REQUIRED WORK:
Retype the data from its start through the line containing "20L8 22L10 14L3", leaving the pictures out.

****

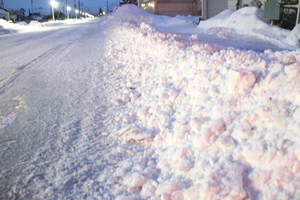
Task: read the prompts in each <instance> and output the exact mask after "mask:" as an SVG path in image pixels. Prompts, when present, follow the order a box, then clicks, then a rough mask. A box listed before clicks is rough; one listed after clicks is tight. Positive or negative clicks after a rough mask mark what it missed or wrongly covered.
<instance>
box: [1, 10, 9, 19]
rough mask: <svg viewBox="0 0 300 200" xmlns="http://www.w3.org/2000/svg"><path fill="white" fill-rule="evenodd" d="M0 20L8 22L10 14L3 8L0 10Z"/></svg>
mask: <svg viewBox="0 0 300 200" xmlns="http://www.w3.org/2000/svg"><path fill="white" fill-rule="evenodd" d="M0 19H4V20H6V21H9V20H10V13H9V11H8V10H6V9H4V8H0Z"/></svg>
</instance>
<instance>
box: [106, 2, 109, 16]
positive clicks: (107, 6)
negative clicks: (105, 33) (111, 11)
mask: <svg viewBox="0 0 300 200" xmlns="http://www.w3.org/2000/svg"><path fill="white" fill-rule="evenodd" d="M106 3H107V9H106V13H107V14H108V13H109V9H108V1H106Z"/></svg>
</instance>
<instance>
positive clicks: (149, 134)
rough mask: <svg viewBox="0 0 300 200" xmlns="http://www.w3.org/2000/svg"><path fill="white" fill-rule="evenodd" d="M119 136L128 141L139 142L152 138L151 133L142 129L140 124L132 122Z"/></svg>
mask: <svg viewBox="0 0 300 200" xmlns="http://www.w3.org/2000/svg"><path fill="white" fill-rule="evenodd" d="M119 137H120V138H121V139H122V140H124V141H126V142H130V141H133V142H139V141H143V140H144V141H149V140H151V134H149V133H148V132H146V131H144V130H142V129H141V128H140V127H139V126H137V125H134V124H130V125H128V126H126V127H125V128H123V129H122V130H120V131H119Z"/></svg>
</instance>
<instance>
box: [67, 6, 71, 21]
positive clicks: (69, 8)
mask: <svg viewBox="0 0 300 200" xmlns="http://www.w3.org/2000/svg"><path fill="white" fill-rule="evenodd" d="M69 10H71V7H70V6H67V16H68V19H69Z"/></svg>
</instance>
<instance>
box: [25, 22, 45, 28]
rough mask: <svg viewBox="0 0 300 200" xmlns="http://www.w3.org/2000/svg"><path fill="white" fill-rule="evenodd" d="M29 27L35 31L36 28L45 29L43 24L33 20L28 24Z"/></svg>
mask: <svg viewBox="0 0 300 200" xmlns="http://www.w3.org/2000/svg"><path fill="white" fill-rule="evenodd" d="M28 27H30V28H33V29H35V28H40V27H43V24H42V23H41V22H39V21H35V20H32V21H30V23H29V24H28Z"/></svg>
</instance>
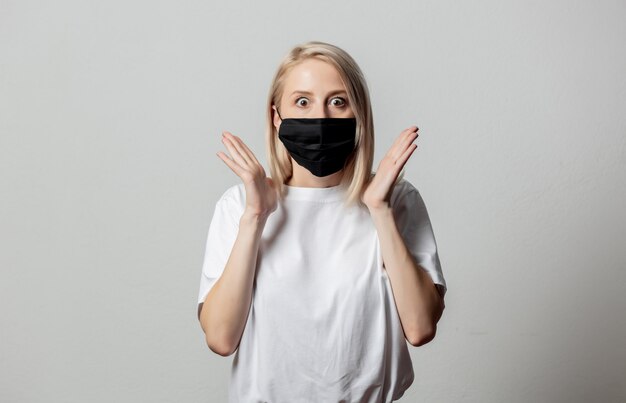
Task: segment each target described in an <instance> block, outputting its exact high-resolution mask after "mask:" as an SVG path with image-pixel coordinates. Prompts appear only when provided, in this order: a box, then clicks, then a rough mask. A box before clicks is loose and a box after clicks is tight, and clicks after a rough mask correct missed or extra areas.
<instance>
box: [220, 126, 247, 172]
mask: <svg viewBox="0 0 626 403" xmlns="http://www.w3.org/2000/svg"><path fill="white" fill-rule="evenodd" d="M224 138H226V139H228V140H230V142H231V143H232V145H233V147H234V148H235V149H236V150H237V152H238V153H239V156H240V157H241V159H242V160H244V161H245V162H246V165H247V166H250V165H252V164H253V162H252V160H251V159H250V157H249V156H248V155H247V153H246V152H245V151H244V150H243V147H242V146H241V143H242V141H241V139H240V138H239V137H237V136H235V135H234V134H232V133H231V132H224Z"/></svg>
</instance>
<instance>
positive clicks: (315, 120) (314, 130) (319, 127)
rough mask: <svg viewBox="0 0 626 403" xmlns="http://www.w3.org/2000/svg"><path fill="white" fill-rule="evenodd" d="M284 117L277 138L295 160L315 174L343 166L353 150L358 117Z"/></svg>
mask: <svg viewBox="0 0 626 403" xmlns="http://www.w3.org/2000/svg"><path fill="white" fill-rule="evenodd" d="M277 112H278V110H277ZM278 116H279V117H280V113H278ZM281 120H282V122H281V124H280V129H279V130H278V138H279V139H280V140H281V141H282V142H283V144H284V145H285V148H286V149H287V151H289V154H290V155H291V156H292V157H293V159H294V160H296V162H298V164H300V165H302V166H303V167H305V168H306V169H308V170H309V171H310V172H311V173H312V174H313V175H315V176H319V177H322V176H328V175H330V174H334V173H335V172H338V171H339V170H341V169H343V168H344V166H345V163H346V161H347V160H348V157H349V156H350V154H352V151H354V147H355V137H356V118H314V119H311V118H300V119H283V118H282V117H281Z"/></svg>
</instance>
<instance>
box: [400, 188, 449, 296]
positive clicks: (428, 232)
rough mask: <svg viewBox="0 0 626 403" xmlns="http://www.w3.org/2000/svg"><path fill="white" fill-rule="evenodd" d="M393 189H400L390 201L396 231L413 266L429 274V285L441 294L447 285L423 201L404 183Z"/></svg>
mask: <svg viewBox="0 0 626 403" xmlns="http://www.w3.org/2000/svg"><path fill="white" fill-rule="evenodd" d="M397 186H398V187H399V188H400V189H399V191H398V192H397V195H396V197H395V198H394V199H395V200H392V205H393V210H394V217H395V220H396V224H397V226H398V230H399V232H400V234H401V236H402V238H403V239H404V242H405V244H406V246H407V249H408V250H409V253H410V254H411V255H412V256H413V257H414V258H415V261H416V263H417V264H419V265H420V266H421V267H422V268H424V270H425V271H426V272H427V273H428V274H429V275H430V277H431V278H432V280H433V283H435V284H439V285H441V286H442V288H443V294H442V295H445V293H446V291H447V285H446V281H445V279H444V277H443V272H442V270H441V263H440V261H439V253H438V251H437V242H436V241H435V234H434V232H433V228H432V225H431V223H430V218H429V217H428V211H427V210H426V205H425V204H424V200H423V199H422V196H421V195H420V193H419V192H418V190H417V189H416V188H415V187H414V186H413V185H412V184H410V183H409V182H407V181H406V180H403V181H402V182H401V183H400V184H399V185H397Z"/></svg>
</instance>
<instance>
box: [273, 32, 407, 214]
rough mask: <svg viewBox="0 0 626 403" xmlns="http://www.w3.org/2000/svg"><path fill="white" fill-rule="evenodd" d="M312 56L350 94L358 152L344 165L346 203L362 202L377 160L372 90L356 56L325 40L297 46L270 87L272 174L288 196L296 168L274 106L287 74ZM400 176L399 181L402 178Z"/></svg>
mask: <svg viewBox="0 0 626 403" xmlns="http://www.w3.org/2000/svg"><path fill="white" fill-rule="evenodd" d="M308 58H316V59H319V60H322V61H325V62H327V63H330V64H331V65H332V66H334V67H335V68H336V69H337V71H338V72H339V75H340V77H341V80H342V81H343V84H344V86H345V87H346V91H347V93H348V102H349V104H350V105H351V107H352V111H353V113H354V117H355V118H356V121H357V127H356V139H355V143H356V146H355V152H354V153H352V155H351V156H350V157H349V159H348V160H347V161H346V165H345V166H344V168H343V176H342V180H341V185H343V186H344V187H345V189H346V193H345V199H344V201H345V203H346V204H348V205H352V204H354V203H357V204H359V205H362V202H361V195H362V193H363V191H364V190H365V188H366V186H367V184H368V183H369V181H370V180H371V178H372V177H373V175H374V172H372V164H373V159H374V119H373V116H372V106H371V102H370V95H369V90H368V87H367V83H366V81H365V76H364V75H363V73H362V72H361V69H360V68H359V66H358V65H357V63H356V62H355V61H354V59H353V58H352V57H351V56H350V55H349V54H348V53H347V52H346V51H344V50H343V49H340V48H338V47H337V46H334V45H331V44H329V43H325V42H319V41H310V42H306V43H303V44H300V45H296V46H295V47H294V48H293V49H291V51H290V52H289V53H288V54H287V55H286V56H285V57H284V58H283V60H282V61H281V63H280V65H279V66H278V69H277V71H276V74H275V76H274V79H273V80H272V84H271V86H270V90H269V96H268V99H267V121H266V130H265V133H266V142H265V144H266V147H267V155H268V160H269V169H270V175H271V177H272V179H273V180H274V183H276V184H277V185H278V186H279V189H278V191H279V195H280V197H281V198H283V197H284V195H285V189H284V187H283V186H281V185H280V184H284V183H286V182H287V180H288V179H289V178H290V177H291V175H292V173H293V170H292V169H293V168H292V166H291V158H290V156H289V152H288V151H287V149H286V148H285V146H284V145H283V143H282V142H281V141H280V139H279V138H278V131H277V129H276V127H275V126H274V119H273V114H274V113H275V112H274V110H273V108H272V106H276V107H277V108H278V107H279V106H280V103H281V98H282V94H283V89H284V83H285V77H286V76H287V74H288V73H289V72H290V71H291V69H292V68H293V67H295V66H296V65H297V64H299V63H301V62H302V61H304V60H306V59H308ZM401 176H402V175H400V177H399V178H398V180H397V181H396V183H397V182H398V181H399V180H400V179H401Z"/></svg>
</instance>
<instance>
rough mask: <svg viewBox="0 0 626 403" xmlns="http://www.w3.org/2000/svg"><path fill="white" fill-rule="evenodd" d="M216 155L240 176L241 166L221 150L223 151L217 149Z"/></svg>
mask: <svg viewBox="0 0 626 403" xmlns="http://www.w3.org/2000/svg"><path fill="white" fill-rule="evenodd" d="M216 154H217V156H218V157H219V158H220V159H221V160H222V161H224V163H225V164H226V165H227V166H228V167H229V168H230V169H231V170H232V171H233V172H234V173H235V174H236V175H237V176H241V174H242V173H243V171H244V170H243V168H241V167H240V166H239V165H238V164H237V163H236V162H234V161H233V160H231V159H230V158H228V156H227V155H226V154H225V153H224V152H223V151H219V152H217V153H216Z"/></svg>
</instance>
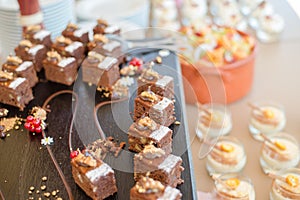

****

EXERCISE OUTPUT:
Task: read the prompts in each <instance> and output the exact mask after "mask:" as an SVG path in image pixels. Prompts, when present, follow the order a box, then clicks, then a rough mask. A box listed before clicks is rough; one listed after clicks is tight. Positive or negative clicks after a rough mask mark what it missed or wrongly covered.
<instance>
box: [1, 10, 9, 19]
rough mask: <svg viewBox="0 0 300 200" xmlns="http://www.w3.org/2000/svg"><path fill="white" fill-rule="evenodd" d="M0 20L8 22L10 14L3 8L0 10Z"/></svg>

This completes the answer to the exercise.